> **PASSAGE GIVEN**:
Countries having top faculty quality

Countries like Israel, Switzerland, Sweden Denmark and Norway have instititions that are rated highly in quality of faculty. These have only few institutions and they are ranking high due to which they are rated highly. USA and United Kingdom are other countries that have many instututions and are rated high for faculty quality.

In [15]:
# Country wise average quality_of_faculty per institute
ctry_qof_avg = cwur_data.groupby(['year','country'])['quality_of_faculty'].mean()
ctry_qof_avg = pd.DataFrame(ctry_qof_avg)
ctry_qof_avg = ctry_qof_avg.reset_index()
ctry_qof_avg = ctry_qof_avg.sort_values(['year','quality_of_faculty'])
ctry_qof_avg = ctry_qof_avg.rename(columns = {'quality_of_faculty':'avg_quality_of_faculty'})

fig = plt.figure(figsize=(17,10))
ax = []
ax.append(fig.add_subplot(221))
ax.append(fig.add_subplot(222))
ax.append(fig.add_subplot(223))
ax.append(fig.add_subplot(224))
plt.subplots_adjust(hspace=0.7)

> **OBJECTIVE 1**:
In the passage on faculty quality, which two countries with many institutions are also rated high for faculty quality?
> **OBJECTIVE 2**:
Carry on the passage on faculty quality from its last line.
The rows that come next are separate material, unrelated to the passage on faculty quality.

(Stored data entries)
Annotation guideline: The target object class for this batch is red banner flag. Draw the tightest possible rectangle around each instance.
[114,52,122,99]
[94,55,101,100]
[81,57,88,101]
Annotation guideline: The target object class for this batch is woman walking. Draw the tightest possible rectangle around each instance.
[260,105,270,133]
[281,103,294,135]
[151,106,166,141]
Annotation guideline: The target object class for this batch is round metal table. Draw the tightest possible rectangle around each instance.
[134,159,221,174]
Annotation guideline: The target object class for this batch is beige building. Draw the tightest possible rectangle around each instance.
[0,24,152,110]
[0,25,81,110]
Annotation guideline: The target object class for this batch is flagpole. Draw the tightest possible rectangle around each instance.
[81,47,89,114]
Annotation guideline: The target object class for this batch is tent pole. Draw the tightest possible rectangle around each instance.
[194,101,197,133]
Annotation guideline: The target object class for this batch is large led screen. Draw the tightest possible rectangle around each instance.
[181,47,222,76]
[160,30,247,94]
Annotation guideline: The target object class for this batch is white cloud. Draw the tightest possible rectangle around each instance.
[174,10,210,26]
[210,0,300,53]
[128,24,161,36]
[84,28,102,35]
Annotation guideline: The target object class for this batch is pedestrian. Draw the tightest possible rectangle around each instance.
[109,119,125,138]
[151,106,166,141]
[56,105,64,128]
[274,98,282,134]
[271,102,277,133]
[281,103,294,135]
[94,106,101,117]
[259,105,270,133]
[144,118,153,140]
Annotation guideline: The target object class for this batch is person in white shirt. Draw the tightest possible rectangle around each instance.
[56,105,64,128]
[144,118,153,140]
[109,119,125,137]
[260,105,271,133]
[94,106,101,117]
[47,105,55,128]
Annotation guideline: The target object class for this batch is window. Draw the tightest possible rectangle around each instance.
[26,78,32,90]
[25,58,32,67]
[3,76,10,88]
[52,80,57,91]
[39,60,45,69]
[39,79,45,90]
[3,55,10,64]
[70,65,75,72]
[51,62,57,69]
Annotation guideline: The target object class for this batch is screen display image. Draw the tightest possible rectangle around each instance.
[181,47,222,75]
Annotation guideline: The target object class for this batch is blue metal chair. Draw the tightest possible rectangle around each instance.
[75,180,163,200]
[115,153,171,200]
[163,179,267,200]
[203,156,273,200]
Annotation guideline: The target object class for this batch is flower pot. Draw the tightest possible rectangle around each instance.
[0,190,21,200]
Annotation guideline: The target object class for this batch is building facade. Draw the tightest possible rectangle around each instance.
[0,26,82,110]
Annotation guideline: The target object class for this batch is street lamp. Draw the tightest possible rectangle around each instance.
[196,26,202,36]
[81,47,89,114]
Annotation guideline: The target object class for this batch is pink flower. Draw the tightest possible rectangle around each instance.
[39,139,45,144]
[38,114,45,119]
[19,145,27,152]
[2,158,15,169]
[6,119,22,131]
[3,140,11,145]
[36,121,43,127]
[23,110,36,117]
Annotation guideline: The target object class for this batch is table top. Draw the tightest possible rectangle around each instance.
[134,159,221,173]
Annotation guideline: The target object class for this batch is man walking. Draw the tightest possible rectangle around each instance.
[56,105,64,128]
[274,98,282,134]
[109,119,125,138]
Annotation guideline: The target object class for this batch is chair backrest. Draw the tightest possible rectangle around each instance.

> **EXPECTED OUTPUT 1**:
The USA and the United Kingdom.

> **EXPECTED OUTPUT 2**:
years = cwur_data.year.unique()
i = 0
for y in years:
    g = sns.barplot(x='country',y='avg_quality_of_faculty',data=ctry_qof_avg[ctry_qof_avg['year'] == y].head(15), ax=ax[i])
    g.axes.set_title(y, fontsize=20,color="r",alpha=0.5)
    for item in g.get_xticklabels():
        item.set_rotation(90)
    i += 1

Countries rated top in publications

Countries like Singapore, Netherlands, Sweden, Denmark and Hong Kong have instititions that are rated highly in publications. These have only few institutions and they are ranking high due to which they are rated highly. USA and Canada are other countries that have many instututions and are rated high for publications.

In [16]:
# Country wise average publications per institute
ctry_publications_avg = cwur_data.groupby(['year','country'])['publications'].mean()
ctry_publications_avg = pd.DataFrame(ctry_publications_avg)
ctry_publications_avg = ctry_publications_avg.reset_index()
ctry_publications_avg = ctry_publications_avg.sort_values(['year','publications'])
ctry_publications_avg = ctry_publications_avg.rename(columns = {'publications':'avg_publications'})

fig = plt.figure(figsize=(17,10))
ax = []
ax.append(fig.add_subplot(221))
ax.append(fig.add_subplot(222))
ax.append(fig.add_subplot(223))
ax.append(fig.add_subplot(224))
plt.subplots_adjust(hspace=0.7)

years = cwur_data.year.unique()
i = 0
for y in years:
    g = sns.barplot(x='country',y='avg_publications',data=ctry_publications_avg[ctry_publications_avg['year'] == y].head(15), ax=ax[i])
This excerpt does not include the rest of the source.